**Requirements**
• a. Decide whether each statement agrees with the oil forecast excerpt, answering yes or no and quoting the words of the excerpt that decide it: (i) Barclays lowered its Brent forecast for this year to $84 per barrel. (ii) Barclays changed its fourth-quarter Brent estimate. (iii) Barclays expects a larger oil market deficit next year than this year.
• b. Reproduce the part of the oil forecast excerpt between "The bank sees" and "Energy Agency (IEA).", inclusive.

**Page excerpt**

◆ ◆ ◆ ◆

But Barclays revised down its Brent forecast for this year to $84 per barrel, down by $3 from its previous forecast. The bank’s fourth-quarter estimate of $92 a barrel Brent remained unchanged.
Barclays expects a deficit of 670,000 barrels per day (bpd) on the oil market this year, and a 250,000 bpd deficit next year.
The bank sees a tussle between major oil producers and consumers unfolding.
“A tussle between key producers and consumers is visible in the G-7 efforts to cap Russian export prices and OPEC+ announcing significant voluntary adjustments to output,” Barclays said in the note.
In recent weeks, market fundamentals have turned more bullish, with oil demand estimated to have hit a record in June and possibly heading to a fresh record this month, per forecasts by the International Energy Agency (IEA).

◆ ◆ ◆ ◆

**Dataset excerpts**

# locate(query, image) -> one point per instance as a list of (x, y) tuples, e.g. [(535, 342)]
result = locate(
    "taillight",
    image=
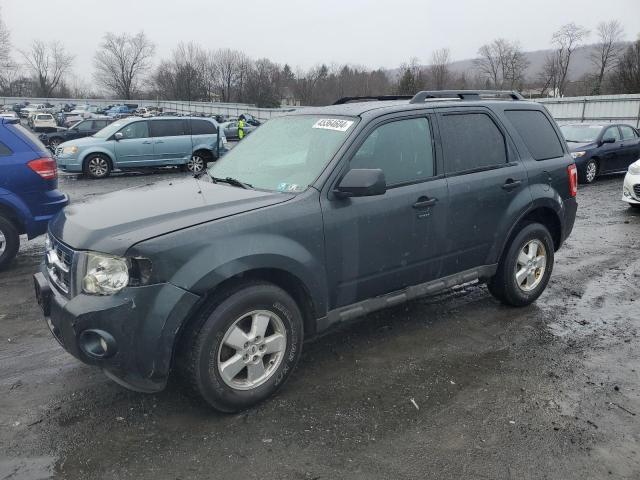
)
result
[(45, 167), (572, 172)]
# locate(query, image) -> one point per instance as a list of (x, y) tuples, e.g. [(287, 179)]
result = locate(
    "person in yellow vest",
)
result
[(240, 128)]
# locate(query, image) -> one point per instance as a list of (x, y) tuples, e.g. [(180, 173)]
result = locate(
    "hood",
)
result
[(114, 222), (574, 147)]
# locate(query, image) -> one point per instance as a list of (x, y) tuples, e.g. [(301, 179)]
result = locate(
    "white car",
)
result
[(43, 122), (631, 187)]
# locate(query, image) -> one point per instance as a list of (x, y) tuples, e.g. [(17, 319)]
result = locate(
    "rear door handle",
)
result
[(425, 202), (511, 184)]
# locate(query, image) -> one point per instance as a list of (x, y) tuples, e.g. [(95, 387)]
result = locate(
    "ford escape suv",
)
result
[(318, 217)]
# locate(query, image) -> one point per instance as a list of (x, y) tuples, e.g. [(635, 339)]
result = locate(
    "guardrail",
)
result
[(594, 109)]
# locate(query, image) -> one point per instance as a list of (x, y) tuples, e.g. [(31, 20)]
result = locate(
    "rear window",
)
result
[(202, 127), (471, 141), (33, 141), (537, 133), (167, 128)]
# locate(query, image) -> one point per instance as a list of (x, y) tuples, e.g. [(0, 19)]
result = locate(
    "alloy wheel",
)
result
[(98, 167), (592, 170), (252, 349), (196, 164), (531, 265)]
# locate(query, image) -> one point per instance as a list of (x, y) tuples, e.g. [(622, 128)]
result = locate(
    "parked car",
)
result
[(231, 130), (631, 186), (28, 188), (133, 143), (43, 122), (318, 217), (599, 149), (32, 108), (81, 129)]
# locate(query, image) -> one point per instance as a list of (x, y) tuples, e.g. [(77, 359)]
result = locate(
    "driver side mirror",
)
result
[(361, 182)]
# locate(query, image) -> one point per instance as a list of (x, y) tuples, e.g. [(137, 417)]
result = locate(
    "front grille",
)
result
[(59, 262)]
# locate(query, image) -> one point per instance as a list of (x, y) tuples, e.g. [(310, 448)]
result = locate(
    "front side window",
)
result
[(168, 128), (135, 130), (287, 153), (612, 132), (471, 141), (401, 149), (628, 133)]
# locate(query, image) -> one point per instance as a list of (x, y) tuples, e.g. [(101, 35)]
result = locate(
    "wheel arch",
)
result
[(288, 281)]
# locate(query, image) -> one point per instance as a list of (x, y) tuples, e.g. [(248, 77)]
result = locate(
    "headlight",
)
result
[(70, 150), (105, 274), (634, 168)]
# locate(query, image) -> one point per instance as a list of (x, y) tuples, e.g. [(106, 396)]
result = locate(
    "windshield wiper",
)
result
[(232, 181)]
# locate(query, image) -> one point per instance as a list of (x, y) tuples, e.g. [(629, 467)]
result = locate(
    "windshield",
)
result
[(286, 154), (581, 133), (109, 129)]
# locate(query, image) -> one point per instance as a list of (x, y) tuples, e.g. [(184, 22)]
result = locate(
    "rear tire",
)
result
[(525, 267), (9, 242), (243, 347), (97, 166), (590, 172)]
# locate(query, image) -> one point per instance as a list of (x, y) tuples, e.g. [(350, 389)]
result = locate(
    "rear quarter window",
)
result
[(537, 133)]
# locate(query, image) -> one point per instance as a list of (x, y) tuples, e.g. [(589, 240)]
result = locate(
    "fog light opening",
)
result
[(97, 344)]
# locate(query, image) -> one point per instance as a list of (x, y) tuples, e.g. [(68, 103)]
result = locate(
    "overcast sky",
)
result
[(381, 33)]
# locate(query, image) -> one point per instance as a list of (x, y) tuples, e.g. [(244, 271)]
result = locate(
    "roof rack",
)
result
[(372, 98), (420, 97)]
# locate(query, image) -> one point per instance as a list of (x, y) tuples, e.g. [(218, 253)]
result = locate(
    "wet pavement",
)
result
[(455, 386)]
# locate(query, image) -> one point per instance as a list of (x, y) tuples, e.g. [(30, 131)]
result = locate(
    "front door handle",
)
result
[(511, 184), (425, 202)]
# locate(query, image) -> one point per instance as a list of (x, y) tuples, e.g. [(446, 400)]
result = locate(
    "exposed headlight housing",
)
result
[(70, 150), (634, 168), (105, 274)]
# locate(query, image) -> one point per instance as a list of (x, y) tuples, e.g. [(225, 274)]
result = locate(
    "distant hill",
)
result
[(580, 63)]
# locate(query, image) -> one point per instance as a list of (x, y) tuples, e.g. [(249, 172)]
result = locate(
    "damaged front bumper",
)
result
[(131, 335)]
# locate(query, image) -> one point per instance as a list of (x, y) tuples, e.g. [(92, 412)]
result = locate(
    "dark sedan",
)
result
[(84, 128), (599, 149)]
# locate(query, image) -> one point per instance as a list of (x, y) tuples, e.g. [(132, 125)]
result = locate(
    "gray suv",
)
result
[(318, 217)]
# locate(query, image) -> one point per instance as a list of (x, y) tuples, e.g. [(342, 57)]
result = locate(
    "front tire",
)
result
[(9, 242), (525, 268), (246, 347), (97, 166)]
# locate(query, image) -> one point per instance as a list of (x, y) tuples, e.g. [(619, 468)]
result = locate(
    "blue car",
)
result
[(144, 142), (600, 149), (29, 197)]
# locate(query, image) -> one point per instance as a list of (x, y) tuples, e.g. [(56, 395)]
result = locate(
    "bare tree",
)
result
[(566, 40), (122, 62), (48, 64), (439, 68), (607, 50), (503, 63)]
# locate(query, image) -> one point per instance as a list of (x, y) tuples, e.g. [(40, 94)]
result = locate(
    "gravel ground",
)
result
[(455, 386)]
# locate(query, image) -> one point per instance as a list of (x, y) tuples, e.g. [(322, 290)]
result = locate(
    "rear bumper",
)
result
[(142, 322)]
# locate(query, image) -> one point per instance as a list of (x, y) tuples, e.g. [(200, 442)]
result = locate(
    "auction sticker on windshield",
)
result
[(333, 124)]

◆ ◆ ◆ ◆

**Answers per task**
• a.
(i) Yes: "But Barclays revised down its Brent forecast for this year to $84 per barrel"
(ii) No: "The bank’s fourth-quarter estimate of $92 a barrel Brent remained unchanged."
(iii) No: "Barclays expects a deficit of 670,000 barrels per day (bpd) on the oil market this year, and a 250,000 bpd deficit next year."

• b.
The bank sees a tussle between major oil producers and consumers unfolding.
“A tussle between key producers and consumers is visible in the G-7 efforts to cap Russian export prices and OPEC+ announcing significant voluntary adjustments to output,” Barclays said in the note.
In recent weeks, market fundamentals have turned more bullish, with oil demand estimated to have hit a record in June and possibly heading to a fresh record this month, per forecasts by the International Energy Agency (IEA).